■ **Saved entries**
━━━━
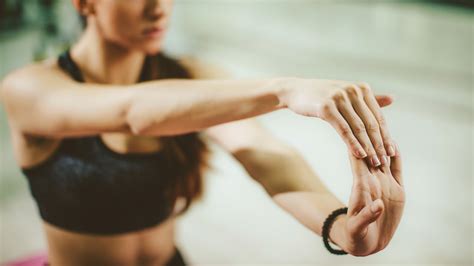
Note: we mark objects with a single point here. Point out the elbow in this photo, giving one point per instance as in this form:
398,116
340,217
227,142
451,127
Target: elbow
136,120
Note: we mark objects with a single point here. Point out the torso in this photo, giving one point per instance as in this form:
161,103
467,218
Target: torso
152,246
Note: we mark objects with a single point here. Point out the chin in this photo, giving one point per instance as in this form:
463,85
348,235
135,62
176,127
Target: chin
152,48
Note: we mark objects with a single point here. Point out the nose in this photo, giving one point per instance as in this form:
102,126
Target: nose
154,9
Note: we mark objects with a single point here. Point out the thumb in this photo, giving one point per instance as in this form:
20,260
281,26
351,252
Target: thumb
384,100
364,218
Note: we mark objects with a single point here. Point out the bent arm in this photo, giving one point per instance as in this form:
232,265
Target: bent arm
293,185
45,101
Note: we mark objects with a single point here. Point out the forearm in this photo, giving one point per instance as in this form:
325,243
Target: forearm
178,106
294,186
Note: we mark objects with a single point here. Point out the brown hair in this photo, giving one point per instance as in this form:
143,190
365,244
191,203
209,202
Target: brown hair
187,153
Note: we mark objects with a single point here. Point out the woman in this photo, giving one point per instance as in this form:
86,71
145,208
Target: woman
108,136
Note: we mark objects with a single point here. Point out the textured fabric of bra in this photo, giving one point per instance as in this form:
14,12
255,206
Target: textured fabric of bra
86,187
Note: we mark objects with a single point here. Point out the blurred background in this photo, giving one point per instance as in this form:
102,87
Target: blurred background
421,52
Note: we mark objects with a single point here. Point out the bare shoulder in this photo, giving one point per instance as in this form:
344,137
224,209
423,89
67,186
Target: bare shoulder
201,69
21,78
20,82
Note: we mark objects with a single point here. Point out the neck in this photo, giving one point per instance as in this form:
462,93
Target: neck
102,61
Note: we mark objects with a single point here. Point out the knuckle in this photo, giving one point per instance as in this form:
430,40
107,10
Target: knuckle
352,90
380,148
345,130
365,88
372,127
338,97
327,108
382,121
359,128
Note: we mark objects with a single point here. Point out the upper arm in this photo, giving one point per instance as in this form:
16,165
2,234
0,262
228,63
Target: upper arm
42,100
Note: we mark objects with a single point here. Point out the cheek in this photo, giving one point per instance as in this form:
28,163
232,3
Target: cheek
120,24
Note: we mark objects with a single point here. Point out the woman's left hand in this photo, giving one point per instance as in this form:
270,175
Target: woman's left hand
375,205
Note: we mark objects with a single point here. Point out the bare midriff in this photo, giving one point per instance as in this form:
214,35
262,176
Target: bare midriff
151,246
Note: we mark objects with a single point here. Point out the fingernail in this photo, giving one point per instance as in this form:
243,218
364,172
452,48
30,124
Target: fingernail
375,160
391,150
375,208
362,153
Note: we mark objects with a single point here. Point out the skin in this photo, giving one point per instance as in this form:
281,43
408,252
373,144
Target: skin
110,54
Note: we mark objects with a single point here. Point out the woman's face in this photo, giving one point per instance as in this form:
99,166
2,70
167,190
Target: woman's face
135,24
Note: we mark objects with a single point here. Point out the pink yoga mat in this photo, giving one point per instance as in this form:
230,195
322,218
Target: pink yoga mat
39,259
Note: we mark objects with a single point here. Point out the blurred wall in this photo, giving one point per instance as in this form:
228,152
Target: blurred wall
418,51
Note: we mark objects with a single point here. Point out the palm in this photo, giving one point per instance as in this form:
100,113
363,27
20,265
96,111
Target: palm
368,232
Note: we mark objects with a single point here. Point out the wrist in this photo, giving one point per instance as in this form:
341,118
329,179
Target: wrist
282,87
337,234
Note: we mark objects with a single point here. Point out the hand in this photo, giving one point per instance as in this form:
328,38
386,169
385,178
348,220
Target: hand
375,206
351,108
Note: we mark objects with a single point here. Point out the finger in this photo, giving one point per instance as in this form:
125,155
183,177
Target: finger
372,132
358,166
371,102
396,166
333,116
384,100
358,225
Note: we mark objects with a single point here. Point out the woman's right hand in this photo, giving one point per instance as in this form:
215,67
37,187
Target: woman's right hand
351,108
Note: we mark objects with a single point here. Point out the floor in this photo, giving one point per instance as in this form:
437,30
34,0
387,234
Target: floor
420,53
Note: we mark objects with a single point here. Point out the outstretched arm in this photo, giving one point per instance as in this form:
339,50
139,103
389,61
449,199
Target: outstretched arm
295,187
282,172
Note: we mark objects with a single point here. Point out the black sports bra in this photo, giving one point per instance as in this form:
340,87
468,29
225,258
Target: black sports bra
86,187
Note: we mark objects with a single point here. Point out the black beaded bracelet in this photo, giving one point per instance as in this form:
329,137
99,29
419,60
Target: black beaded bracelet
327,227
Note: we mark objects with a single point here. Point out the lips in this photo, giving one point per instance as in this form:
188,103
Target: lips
━━━━
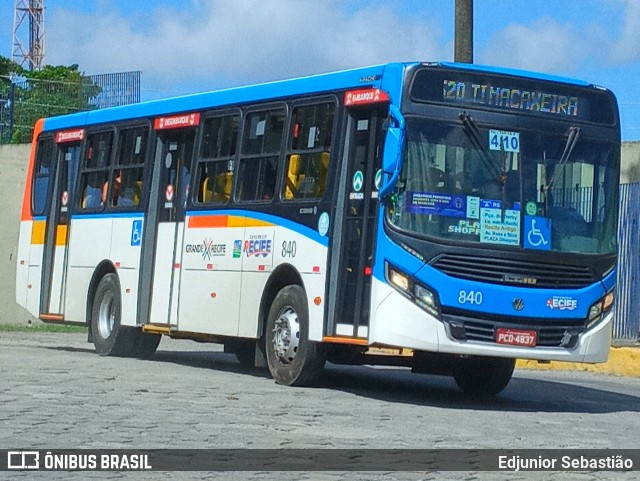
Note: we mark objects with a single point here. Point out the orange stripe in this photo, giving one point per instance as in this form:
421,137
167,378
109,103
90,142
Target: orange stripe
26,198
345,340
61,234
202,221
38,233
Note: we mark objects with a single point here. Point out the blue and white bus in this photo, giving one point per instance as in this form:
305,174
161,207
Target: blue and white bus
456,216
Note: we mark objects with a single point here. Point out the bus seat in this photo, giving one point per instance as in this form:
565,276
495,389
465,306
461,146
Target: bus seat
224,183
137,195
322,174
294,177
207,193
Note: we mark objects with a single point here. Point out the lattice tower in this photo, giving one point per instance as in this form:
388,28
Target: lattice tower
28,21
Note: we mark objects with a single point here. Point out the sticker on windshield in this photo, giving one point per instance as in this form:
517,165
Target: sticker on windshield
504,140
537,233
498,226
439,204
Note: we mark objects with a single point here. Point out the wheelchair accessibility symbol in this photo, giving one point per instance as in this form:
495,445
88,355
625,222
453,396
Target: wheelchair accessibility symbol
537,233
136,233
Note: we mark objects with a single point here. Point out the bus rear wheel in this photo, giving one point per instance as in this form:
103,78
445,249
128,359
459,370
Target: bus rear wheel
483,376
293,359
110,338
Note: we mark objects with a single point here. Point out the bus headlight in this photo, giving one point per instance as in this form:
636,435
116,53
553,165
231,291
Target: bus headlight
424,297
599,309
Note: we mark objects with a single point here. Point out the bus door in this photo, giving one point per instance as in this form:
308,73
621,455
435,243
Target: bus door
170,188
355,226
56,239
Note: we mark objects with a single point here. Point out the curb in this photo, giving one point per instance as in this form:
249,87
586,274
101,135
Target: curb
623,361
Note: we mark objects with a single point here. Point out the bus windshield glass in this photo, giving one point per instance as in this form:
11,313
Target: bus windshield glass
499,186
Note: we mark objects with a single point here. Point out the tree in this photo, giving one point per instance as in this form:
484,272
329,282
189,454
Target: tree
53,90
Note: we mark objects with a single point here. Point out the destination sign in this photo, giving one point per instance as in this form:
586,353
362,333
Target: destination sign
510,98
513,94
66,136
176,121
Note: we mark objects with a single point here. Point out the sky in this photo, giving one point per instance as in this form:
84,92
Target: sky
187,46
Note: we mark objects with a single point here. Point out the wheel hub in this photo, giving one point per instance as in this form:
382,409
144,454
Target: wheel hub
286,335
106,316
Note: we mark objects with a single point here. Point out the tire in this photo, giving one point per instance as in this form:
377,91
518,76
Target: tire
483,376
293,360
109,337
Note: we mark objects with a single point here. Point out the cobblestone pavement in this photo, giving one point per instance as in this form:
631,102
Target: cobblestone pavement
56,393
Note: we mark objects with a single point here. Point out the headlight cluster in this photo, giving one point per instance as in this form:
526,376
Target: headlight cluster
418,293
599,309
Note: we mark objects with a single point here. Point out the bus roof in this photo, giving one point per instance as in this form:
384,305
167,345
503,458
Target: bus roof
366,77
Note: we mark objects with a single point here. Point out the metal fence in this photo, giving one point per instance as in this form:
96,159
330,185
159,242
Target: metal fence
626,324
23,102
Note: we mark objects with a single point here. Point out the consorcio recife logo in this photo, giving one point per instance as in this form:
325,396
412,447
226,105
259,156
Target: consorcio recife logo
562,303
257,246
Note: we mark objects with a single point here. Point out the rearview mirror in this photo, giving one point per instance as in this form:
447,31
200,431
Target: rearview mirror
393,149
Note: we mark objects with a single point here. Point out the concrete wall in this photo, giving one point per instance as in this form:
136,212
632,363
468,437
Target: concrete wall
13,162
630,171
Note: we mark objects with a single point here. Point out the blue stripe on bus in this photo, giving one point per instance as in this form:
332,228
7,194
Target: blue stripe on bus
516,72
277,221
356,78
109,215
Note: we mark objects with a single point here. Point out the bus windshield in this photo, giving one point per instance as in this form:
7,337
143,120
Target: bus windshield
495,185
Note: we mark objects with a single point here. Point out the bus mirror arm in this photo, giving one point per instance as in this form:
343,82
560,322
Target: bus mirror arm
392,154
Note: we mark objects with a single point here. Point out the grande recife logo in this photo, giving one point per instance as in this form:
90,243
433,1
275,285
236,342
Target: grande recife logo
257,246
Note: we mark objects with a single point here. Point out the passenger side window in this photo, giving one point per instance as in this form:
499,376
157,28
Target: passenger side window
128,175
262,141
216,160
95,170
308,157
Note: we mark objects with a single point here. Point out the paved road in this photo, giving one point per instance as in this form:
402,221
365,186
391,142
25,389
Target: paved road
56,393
━━━━
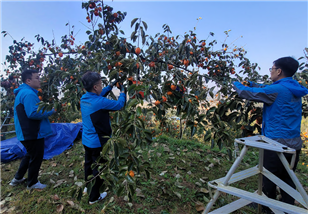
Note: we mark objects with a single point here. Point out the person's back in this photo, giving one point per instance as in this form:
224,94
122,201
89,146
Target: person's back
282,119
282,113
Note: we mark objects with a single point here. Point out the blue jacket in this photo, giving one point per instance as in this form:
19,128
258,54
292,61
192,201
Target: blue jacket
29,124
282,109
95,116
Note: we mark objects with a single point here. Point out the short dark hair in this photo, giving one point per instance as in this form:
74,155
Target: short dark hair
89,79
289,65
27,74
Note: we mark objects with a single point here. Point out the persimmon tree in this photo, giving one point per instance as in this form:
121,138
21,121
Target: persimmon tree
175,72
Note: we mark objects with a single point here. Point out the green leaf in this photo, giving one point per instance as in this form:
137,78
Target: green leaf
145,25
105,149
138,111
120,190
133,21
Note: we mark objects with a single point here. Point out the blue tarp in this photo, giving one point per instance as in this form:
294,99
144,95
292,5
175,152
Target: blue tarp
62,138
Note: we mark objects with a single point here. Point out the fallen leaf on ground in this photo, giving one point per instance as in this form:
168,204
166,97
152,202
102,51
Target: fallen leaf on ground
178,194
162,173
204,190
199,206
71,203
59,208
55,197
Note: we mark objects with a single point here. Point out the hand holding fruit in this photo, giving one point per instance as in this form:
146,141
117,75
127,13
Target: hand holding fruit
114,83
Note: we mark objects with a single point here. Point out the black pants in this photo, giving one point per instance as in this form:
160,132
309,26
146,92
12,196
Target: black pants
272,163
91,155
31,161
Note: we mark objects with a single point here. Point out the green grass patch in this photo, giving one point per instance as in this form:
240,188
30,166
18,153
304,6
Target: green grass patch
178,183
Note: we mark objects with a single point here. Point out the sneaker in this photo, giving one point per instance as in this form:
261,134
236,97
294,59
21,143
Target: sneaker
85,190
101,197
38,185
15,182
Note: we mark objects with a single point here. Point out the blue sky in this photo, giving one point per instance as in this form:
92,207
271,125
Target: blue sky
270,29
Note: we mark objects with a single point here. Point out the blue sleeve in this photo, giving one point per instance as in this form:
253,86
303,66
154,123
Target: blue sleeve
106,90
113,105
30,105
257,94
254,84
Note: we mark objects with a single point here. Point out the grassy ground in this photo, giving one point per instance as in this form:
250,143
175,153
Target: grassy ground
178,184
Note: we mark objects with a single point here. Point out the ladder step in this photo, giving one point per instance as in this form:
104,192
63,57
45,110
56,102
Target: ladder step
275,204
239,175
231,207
━━━━
■ **Task brief**
Report each line of the records above that contains the word "background", copying every such line in full.

■ **Expected answer**
Note: we mark objects with a single point here. Point out the blurred background in this photo, giving one point per instance as in this form:
Target: blurred background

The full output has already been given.